• _Testo di partenza_:
Una proposta allettante si aggira per il mondo: la settimana corta

Considerando i cambiamenti di costume e mentalità, nel giugno 2022 il governo britannico annuncia di aver supportato un progetto di “sperimentazione” della settimana corta consistente nel lavorare un giorno in meno (4 giorni anziché 5, ma con pari stipendio) per analizzare gli effetti sulla produttività.

Ma già prima di Londra altri Paesi si erano misurati con la riduzione delle ore di lavoro settimanali. In Islanda il test durò dal 2015 al 2019 e il risultato – con 35 ore settimanali – era stato quello di una maggiore produttività a parità di salario: oggi l’86% dei lavoratori, se ne ha l’occasione, sceglie questo tipo di soluzione in grado di bilanciare vita lavorativa e famigliare. Anche il Belgio, nel 2022, introduce la possibilità della settimana di 4 giorni. Bruxelles aveva già formalizzato il “diritto alla disconnesione”, ossia la possibilità di non essere reperibili fuori da luoghi e orari di lavoro. Nel caso belga le ore lavorative non vengono ridotte ma condensate in meno giorni – previo accordo fra datore di lavoro e dipendente – al fine di agevolare la vita famigliare e privata. A seguire la Spagna, su sollecitazione e trattative del partito di sinistra Más País, inizia un test della durata di tre anni per ridurre la settimana lavorativa a 32 ore. Colpisce che finanche in Giappone, il Paese del karoshi (fenomeno simile ma più grave a quello che in occidente chiamiamo burnout), aziende come Microsoft e Panasonic si siano aperte alla possibilità dei 4 giorni. Nel maggio di quest’anno, poi, il sottosegretario per la comunicazione e le relazioni internazionali degli Emirati Arabi, Rashid Abdullah Al Nuaimi, annunciava la settimana lavorativa di 4 giorni e mezzo per uffici pubblici, scuole, settore finanziario e presto anche il settore privato: “Crediamo che sia un bene per i dipendenti e le loro famiglie”, così il sottosegretario. Ancora aperte si dimostrano Scozia e Nuova Zelanda. La prima con un test proposto dallo Scottish National Party che avrà inizio nel 2023 e prevederà un finanziamento di 10 milioni di sterline; la seconda con un appello rivolto dal primo ministro Jacinda Arden alle aziende.

I valori di oggi sono i lavori di domani

A fronte di questi dati sul presente, occorre domandarsi quale futuro pensare e costruire. È evidente che i parametri dell’etica lavorativa, sinora accettata, risultino scalfiti.

• _Istruzioni_:
(1) Nel testo sulla settimana corta, in quali anni si svolse il test in Islanda?
(2) Riprendi il testo sulla settimana corta dal punto in cui si interrompe.
I record qui sotto sono materiale a sé, distinto dal testo.

• _Record estratti_:
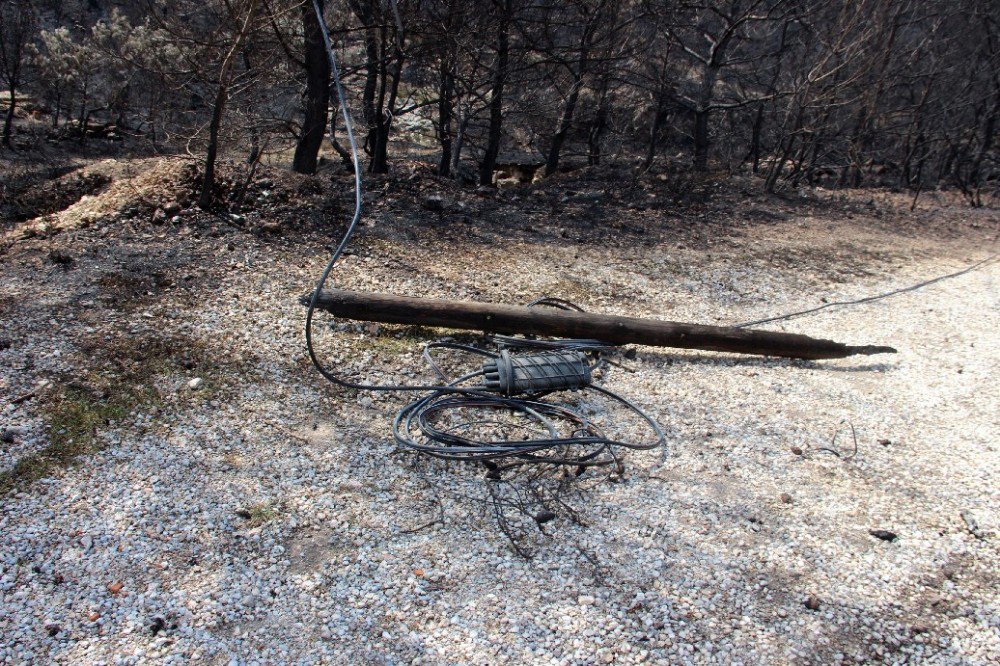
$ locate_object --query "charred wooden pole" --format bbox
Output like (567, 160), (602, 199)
(303, 289), (896, 359)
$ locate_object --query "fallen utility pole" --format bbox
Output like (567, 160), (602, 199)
(303, 289), (896, 359)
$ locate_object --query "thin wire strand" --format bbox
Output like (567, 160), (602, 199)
(733, 252), (1000, 328)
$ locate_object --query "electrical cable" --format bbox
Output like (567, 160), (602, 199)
(305, 0), (666, 466)
(733, 252), (1000, 328)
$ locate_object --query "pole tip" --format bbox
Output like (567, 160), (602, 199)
(848, 345), (898, 356)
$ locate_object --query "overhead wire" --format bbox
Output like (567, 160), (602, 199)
(305, 0), (666, 470)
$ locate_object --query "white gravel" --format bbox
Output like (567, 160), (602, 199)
(0, 178), (1000, 664)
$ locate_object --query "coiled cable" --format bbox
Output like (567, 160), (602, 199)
(305, 0), (666, 466)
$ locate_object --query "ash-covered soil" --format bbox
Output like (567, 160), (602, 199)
(0, 161), (1000, 664)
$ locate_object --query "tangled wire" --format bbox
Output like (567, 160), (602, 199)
(306, 2), (666, 479)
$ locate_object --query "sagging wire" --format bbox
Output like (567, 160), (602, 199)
(305, 0), (666, 472)
(733, 252), (1000, 328)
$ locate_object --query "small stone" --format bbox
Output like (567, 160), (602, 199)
(423, 194), (444, 213)
(868, 530), (899, 543)
(49, 250), (73, 266)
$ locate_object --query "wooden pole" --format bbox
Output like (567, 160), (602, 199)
(303, 289), (896, 359)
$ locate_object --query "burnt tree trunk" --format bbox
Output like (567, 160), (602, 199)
(479, 0), (511, 185)
(292, 0), (330, 174)
(302, 289), (896, 359)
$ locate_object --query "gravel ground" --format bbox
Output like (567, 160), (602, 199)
(0, 165), (1000, 664)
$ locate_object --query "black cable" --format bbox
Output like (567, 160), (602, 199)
(733, 253), (1000, 328)
(305, 0), (666, 470)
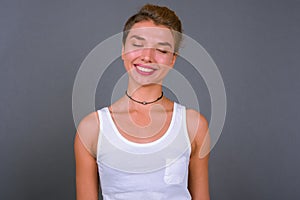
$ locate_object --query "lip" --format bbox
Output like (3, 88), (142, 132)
(134, 64), (157, 76)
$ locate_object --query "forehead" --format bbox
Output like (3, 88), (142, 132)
(127, 21), (174, 44)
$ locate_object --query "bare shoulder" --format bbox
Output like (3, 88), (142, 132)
(77, 112), (100, 132)
(186, 109), (209, 157)
(75, 112), (100, 157)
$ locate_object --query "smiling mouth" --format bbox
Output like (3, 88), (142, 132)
(134, 64), (156, 75)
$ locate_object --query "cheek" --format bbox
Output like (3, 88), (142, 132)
(156, 56), (173, 66)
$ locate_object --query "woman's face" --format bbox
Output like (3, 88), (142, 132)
(122, 21), (176, 85)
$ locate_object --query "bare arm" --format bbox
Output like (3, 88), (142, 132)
(74, 113), (99, 200)
(187, 110), (210, 200)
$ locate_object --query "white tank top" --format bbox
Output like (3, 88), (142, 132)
(97, 103), (191, 200)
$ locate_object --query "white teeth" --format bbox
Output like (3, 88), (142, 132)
(137, 66), (154, 72)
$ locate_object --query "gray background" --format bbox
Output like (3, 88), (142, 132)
(0, 0), (300, 200)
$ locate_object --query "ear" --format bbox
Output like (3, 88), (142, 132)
(121, 44), (125, 60)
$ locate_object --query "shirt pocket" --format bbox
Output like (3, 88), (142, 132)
(164, 157), (187, 184)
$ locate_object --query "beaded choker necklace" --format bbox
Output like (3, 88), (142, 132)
(125, 90), (164, 105)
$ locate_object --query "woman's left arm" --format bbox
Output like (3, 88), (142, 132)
(187, 110), (210, 200)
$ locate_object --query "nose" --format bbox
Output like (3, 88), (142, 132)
(142, 48), (154, 62)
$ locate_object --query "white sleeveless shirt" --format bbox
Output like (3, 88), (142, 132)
(97, 103), (191, 200)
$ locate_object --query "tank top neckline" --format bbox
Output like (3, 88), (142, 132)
(104, 102), (178, 147)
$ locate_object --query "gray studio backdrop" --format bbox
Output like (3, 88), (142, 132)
(0, 0), (300, 200)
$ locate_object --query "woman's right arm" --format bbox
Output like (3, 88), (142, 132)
(74, 113), (99, 200)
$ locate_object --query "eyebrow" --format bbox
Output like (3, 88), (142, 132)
(130, 35), (172, 48)
(130, 35), (145, 40)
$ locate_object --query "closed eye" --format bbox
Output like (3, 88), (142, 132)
(156, 49), (168, 54)
(132, 44), (143, 47)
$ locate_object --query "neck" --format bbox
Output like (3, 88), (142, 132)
(127, 84), (162, 108)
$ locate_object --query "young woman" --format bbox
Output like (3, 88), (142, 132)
(74, 4), (209, 200)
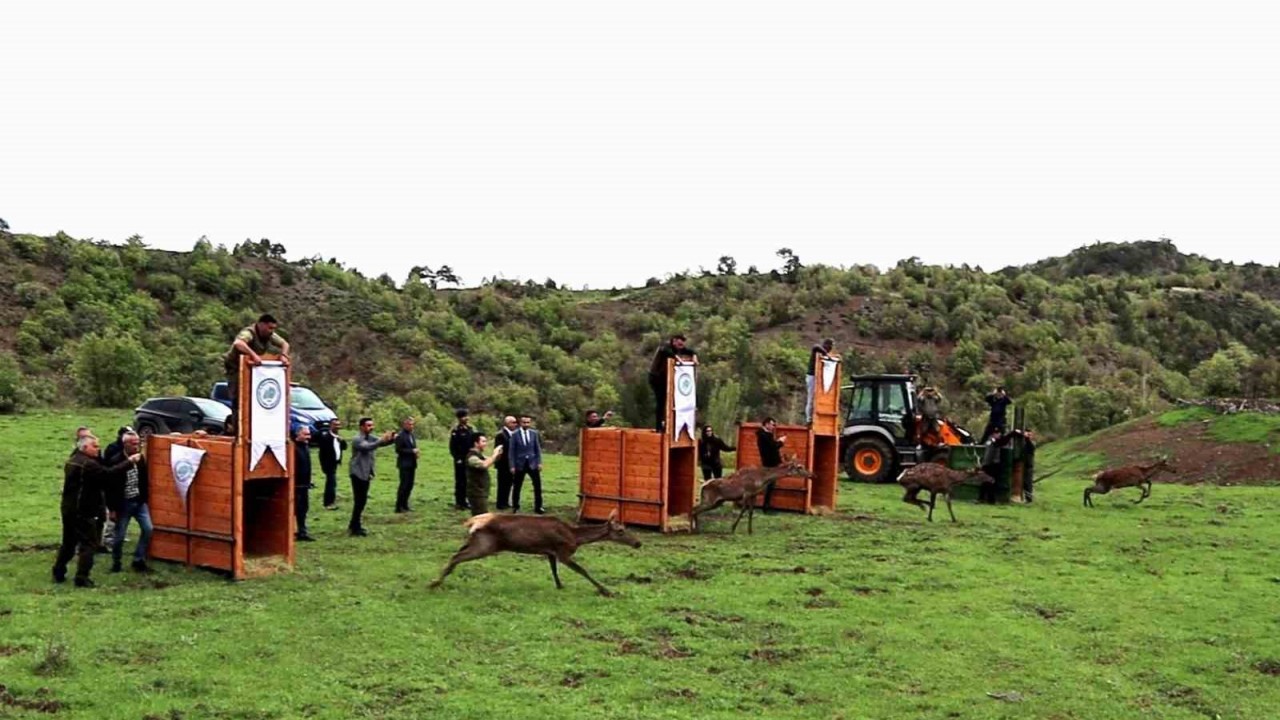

• _Le tue risposte_:
(1) Dal 2015 al 2019.

(2)
Non solo le professioni di domani, ma anche il modo in cui queste verranno svolte potrebbe integrarsi con un nuovo paradigma assiologico, un inedito assetto valoriale. L’acronimo YOLO (you only live once, vivi una volta sola) non è più appannaggio di hashtag di Instagram e TikTok. YOLO diventa la sintesi di una possibile visione del mondo. La cosiddetta YOLO Economy sembra tracciare i contorni di un sentimento in ascesa che mira a subordinare il lavoro alla realizzazione delle aspirazioni individuali, al benessere imprescindibile dal tempo libero vissuto nella forma dell’otium. Chissà se con l’incedere dell’innovazione tecnologica, saremo dunque più “greci”, più liberi dalla fatica. Sono scenari ben accolti da insigni studiosi. Domenico De Masi, Maurizio Ferraris, Luciano Floridi pongono l’attenzione sull’impatto positivo delle nuove tecnologie, sul riassestamento del rapporto vita-lavoro e lavoro-retribuzione.

I greci conoscevano la dimensione della schole, del tempo libero vissuto all’insegna della teoresi.

Ed è significativo un punto, in questo parallelismo. Gli schiavi che ad Atene consentivano ai liberi di esercitare la mente sarebbero sostituiti, oggi, dai robot, parola di origine ceca (robota) indicante il lavoro pesante o il lavoro forzato.

Chi si interroghi su quali lavori si affermeranno nei prossimi decenni non può farlo senza tener conto dei valori di oggi. Quale sarà e quanto peserà il ruolo della ri-creazione? Domanda alla quale solo il tempo darà una risposta definitiva, ma che certo urge porre agli abitanti del mondo venturo.